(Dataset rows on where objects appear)
= = = =

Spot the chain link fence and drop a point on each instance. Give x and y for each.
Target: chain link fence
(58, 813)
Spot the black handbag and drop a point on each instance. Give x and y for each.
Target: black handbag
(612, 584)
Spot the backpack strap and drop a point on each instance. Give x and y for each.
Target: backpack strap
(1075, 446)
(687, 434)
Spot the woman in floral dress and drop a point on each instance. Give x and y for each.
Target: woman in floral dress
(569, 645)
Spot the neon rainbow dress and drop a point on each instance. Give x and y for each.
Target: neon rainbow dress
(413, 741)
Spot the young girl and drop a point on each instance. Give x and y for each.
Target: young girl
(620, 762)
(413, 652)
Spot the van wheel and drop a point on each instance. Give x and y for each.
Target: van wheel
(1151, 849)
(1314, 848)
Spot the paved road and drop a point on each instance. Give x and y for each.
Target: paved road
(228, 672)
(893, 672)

= = = =

-- Problem requirements --
Rewrite the material above, replacing every "drop a point" with "place a marker" and keeping everything else the same.

-- Written answer --
Spot the chain link fence and place a marker on each instance. Give x and y for each.
Target: chain link fence
(58, 813)
Spot the black handbag and place a marker on each instance. Give x and y for each.
Target: black handbag
(612, 584)
Spot the backpack strap and place a marker on each instance. Give x and y for each.
Target: backpack strap
(1075, 446)
(687, 434)
Spot the woman in floral dress and place a marker on each instance. Give x and y for each.
Target: woman in floral dress
(569, 645)
Spot the neon rainbow dress and place a marker on each instance. Give x and y for each.
Target: neon rainbow dress
(413, 741)
Spot the young girl and place a marker on each instance. Give x and y for each.
Target: young girl
(620, 762)
(413, 652)
Spot the van wheel and place a marker on each instance. Give x and y for each.
Target: van wheel
(1151, 849)
(1314, 848)
Spot the paved road and place a marker on each instance. Give x and y for each.
Target: paved road
(228, 672)
(893, 672)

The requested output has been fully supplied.